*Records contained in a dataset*
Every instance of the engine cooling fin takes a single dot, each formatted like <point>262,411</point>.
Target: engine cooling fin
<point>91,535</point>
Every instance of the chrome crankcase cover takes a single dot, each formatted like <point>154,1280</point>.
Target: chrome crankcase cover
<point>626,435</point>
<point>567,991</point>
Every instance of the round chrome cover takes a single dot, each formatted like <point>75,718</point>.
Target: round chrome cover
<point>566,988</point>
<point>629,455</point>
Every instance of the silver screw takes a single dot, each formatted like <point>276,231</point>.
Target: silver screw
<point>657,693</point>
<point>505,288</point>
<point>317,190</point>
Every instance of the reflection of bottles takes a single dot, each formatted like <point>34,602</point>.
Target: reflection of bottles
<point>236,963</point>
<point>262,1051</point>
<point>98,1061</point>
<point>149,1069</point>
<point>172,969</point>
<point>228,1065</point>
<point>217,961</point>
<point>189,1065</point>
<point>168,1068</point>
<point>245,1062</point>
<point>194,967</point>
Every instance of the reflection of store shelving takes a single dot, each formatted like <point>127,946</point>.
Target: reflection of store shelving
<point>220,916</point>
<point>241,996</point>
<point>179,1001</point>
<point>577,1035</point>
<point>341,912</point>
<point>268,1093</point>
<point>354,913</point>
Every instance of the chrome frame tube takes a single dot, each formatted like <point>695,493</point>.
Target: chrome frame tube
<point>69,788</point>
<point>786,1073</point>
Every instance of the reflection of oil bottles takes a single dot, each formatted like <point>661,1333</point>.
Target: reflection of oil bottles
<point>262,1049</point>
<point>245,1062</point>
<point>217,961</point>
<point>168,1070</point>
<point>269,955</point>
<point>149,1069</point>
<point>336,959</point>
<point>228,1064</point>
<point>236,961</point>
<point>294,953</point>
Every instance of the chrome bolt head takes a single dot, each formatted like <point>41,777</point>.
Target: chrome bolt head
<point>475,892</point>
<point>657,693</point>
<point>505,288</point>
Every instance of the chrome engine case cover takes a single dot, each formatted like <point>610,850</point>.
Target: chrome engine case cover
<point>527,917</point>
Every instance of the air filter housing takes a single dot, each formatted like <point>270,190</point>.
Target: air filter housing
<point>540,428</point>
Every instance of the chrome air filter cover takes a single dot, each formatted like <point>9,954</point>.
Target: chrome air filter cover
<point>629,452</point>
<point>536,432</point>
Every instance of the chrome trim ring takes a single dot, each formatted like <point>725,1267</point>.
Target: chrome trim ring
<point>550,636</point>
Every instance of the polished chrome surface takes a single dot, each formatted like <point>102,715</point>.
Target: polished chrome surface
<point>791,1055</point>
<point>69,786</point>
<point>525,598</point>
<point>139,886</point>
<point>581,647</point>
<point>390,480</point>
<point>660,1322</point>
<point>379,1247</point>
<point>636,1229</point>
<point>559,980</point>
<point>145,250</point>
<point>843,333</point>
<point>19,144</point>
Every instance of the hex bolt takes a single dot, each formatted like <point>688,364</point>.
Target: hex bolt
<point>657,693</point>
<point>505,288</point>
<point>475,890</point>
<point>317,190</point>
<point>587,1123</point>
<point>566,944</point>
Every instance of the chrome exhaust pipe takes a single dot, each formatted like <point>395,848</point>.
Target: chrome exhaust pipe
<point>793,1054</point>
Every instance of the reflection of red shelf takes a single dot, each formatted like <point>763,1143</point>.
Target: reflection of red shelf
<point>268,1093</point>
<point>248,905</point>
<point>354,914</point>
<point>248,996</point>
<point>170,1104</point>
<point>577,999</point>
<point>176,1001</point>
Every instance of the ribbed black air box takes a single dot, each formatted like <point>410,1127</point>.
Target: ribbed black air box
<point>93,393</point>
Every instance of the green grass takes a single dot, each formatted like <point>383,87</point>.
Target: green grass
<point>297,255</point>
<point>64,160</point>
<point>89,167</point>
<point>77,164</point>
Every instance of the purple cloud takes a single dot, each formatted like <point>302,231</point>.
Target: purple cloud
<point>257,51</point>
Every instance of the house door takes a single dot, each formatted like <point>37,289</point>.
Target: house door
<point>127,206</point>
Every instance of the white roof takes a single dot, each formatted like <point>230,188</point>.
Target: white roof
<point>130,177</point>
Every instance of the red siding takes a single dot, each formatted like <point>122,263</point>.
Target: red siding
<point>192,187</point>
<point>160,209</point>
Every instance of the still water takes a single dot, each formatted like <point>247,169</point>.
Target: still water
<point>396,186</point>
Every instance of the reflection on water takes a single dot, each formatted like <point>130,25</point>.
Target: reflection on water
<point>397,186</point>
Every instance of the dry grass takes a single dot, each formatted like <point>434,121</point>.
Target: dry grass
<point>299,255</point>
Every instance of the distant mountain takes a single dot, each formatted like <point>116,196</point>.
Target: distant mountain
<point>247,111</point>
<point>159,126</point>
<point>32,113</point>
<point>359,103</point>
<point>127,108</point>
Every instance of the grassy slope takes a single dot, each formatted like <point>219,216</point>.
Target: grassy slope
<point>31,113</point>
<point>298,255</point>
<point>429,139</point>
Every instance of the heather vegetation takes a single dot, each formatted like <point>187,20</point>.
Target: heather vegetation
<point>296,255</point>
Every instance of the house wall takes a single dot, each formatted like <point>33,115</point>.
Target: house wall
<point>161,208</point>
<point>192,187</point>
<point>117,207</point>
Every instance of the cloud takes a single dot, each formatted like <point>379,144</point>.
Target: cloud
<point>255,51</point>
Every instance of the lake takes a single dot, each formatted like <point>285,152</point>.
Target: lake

*Problem*
Reproduce all of the entries verbatim.

*Output of the task*
Every instance of the engine cooling fin takes a single dot, each formatted like <point>262,411</point>.
Target: engine cooling fin
<point>91,535</point>
Every instance of the chrome crankcase cover takes a single dot, each formatted like <point>154,1280</point>.
Target: chrome crankcase cover
<point>626,435</point>
<point>567,991</point>
Every instance of the round chrome cover takes a single dot, each formatted like <point>75,718</point>.
Target: round chrome cover
<point>566,988</point>
<point>629,455</point>
Every instance of the silver screw takes a single dot, each formatted like <point>276,231</point>.
Target: silver screw
<point>657,693</point>
<point>505,288</point>
<point>317,190</point>
Every instance of the reflection of bottles takes a single dot, each formatted like <point>34,602</point>.
Target: reflection of bottles
<point>236,963</point>
<point>262,1051</point>
<point>98,1061</point>
<point>149,1069</point>
<point>172,969</point>
<point>228,1065</point>
<point>217,961</point>
<point>189,1065</point>
<point>168,1068</point>
<point>245,1062</point>
<point>194,967</point>
Every instance of the reflection of store shelving takes a single dot, each formatted like <point>127,946</point>.
Target: reflection of store shelving
<point>220,916</point>
<point>241,996</point>
<point>179,1001</point>
<point>577,1035</point>
<point>341,912</point>
<point>268,1093</point>
<point>354,913</point>
Every instance of the chrome frame tube takes a single dot, each formatted like <point>695,493</point>.
Target: chrome frame tube
<point>69,788</point>
<point>786,1073</point>
Every instance of the reflection of oil bottles takes a single dot, each formatted like <point>661,1333</point>.
Target: reflection of oil bottles
<point>262,1049</point>
<point>245,1062</point>
<point>217,961</point>
<point>168,1070</point>
<point>269,955</point>
<point>149,1069</point>
<point>336,959</point>
<point>228,1064</point>
<point>236,961</point>
<point>294,953</point>
Every instance of the chrome bolt head takes a single dot, each formatted like <point>41,777</point>.
Target: chrome bolt head
<point>475,892</point>
<point>657,693</point>
<point>505,288</point>
Every instance of the chrome engine case cover takes a single dot, each formatted like <point>610,850</point>.
Target: chrome engine case cover
<point>527,917</point>
Every instance of the air filter housing takes a single dot, each formatted like <point>270,190</point>.
Target: air filter housing
<point>540,428</point>
Every instance of the chrome air filter cover takes a single dot, each formatted like <point>9,954</point>.
Target: chrome air filter cover
<point>629,452</point>
<point>536,432</point>
Every instance of the chrome trim ring takes a single dot, each formatted like <point>725,1267</point>.
Target: chrome trim ring
<point>550,636</point>
Every instance of the polished chrome surface takes a single dot, each formatted like <point>102,715</point>.
Target: polished chrome surface
<point>791,1055</point>
<point>69,786</point>
<point>525,598</point>
<point>139,886</point>
<point>581,647</point>
<point>390,480</point>
<point>660,1322</point>
<point>379,1247</point>
<point>636,1229</point>
<point>559,980</point>
<point>145,250</point>
<point>843,333</point>
<point>19,144</point>
Every instance of the hex bolt takes a single dot, each formatted like <point>688,364</point>.
Target: hex bolt
<point>657,693</point>
<point>505,288</point>
<point>475,890</point>
<point>317,190</point>
<point>587,1123</point>
<point>566,944</point>
Every instance of the chrome exhaust pipe takes a single dot, each formatted like <point>395,848</point>.
Target: chrome exhaust pipe
<point>793,1054</point>
Every instance of the reflection of red shelf takes a single dot, each formatted like <point>763,1143</point>.
Target: reflection of red shelf
<point>268,1093</point>
<point>248,905</point>
<point>354,914</point>
<point>248,996</point>
<point>170,1104</point>
<point>577,999</point>
<point>176,1001</point>
Every instance of the ribbed black air box takes a single dot, each formatted like <point>410,1127</point>.
Target: ribbed black air box
<point>93,393</point>
Every instance of the green grass takes a single dot, each formatted like <point>383,87</point>.
Target: green grass
<point>297,255</point>
<point>64,160</point>
<point>89,167</point>
<point>77,164</point>
Every instance of the purple cloud takes a single dot, each formatted like <point>302,231</point>.
Target: purple cloud
<point>257,51</point>
Every instance of the house door takes a single dot, each formatted like <point>37,289</point>.
Target: house door
<point>127,206</point>
Every instance of the white roof takes a single dot, each formatted like <point>230,188</point>.
Target: white roof
<point>130,177</point>
Every instance of the red siding takes a single dot, each formatted like <point>122,263</point>.
Target: red siding
<point>192,187</point>
<point>160,209</point>
Every instance of the still water takes a single dot, each formatted like <point>247,169</point>.
Target: still water
<point>396,186</point>
Every instance of the reflection on water takes a single dot, each formatted like <point>130,25</point>.
Target: reflection on water
<point>397,186</point>
Every instance of the dry grass takes a single dot, each formatted like <point>434,121</point>.
Target: dry grass
<point>299,255</point>
Every instance of the distant mountain takes a single dot, each formatted like <point>116,196</point>.
Target: distant mountain
<point>247,111</point>
<point>159,126</point>
<point>32,113</point>
<point>359,103</point>
<point>127,108</point>
Every instance of the grassy slope takes a single dot, each formatted like <point>219,216</point>.
Target: grassy slope
<point>31,113</point>
<point>298,255</point>
<point>429,139</point>
Every instance of the heather vegetation takes a single dot, each formatted like <point>187,20</point>.
Target: heather vegetation
<point>296,255</point>
Every instance of the house wall takes a single dot, each formatted like <point>33,115</point>.
Target: house wall
<point>161,208</point>
<point>192,187</point>
<point>117,207</point>
Every instance of the cloud takes a single dot, each formatted like <point>379,144</point>.
Target: cloud
<point>255,51</point>
Every instance of the lake takes a single dot, each formatted like <point>285,152</point>.
Target: lake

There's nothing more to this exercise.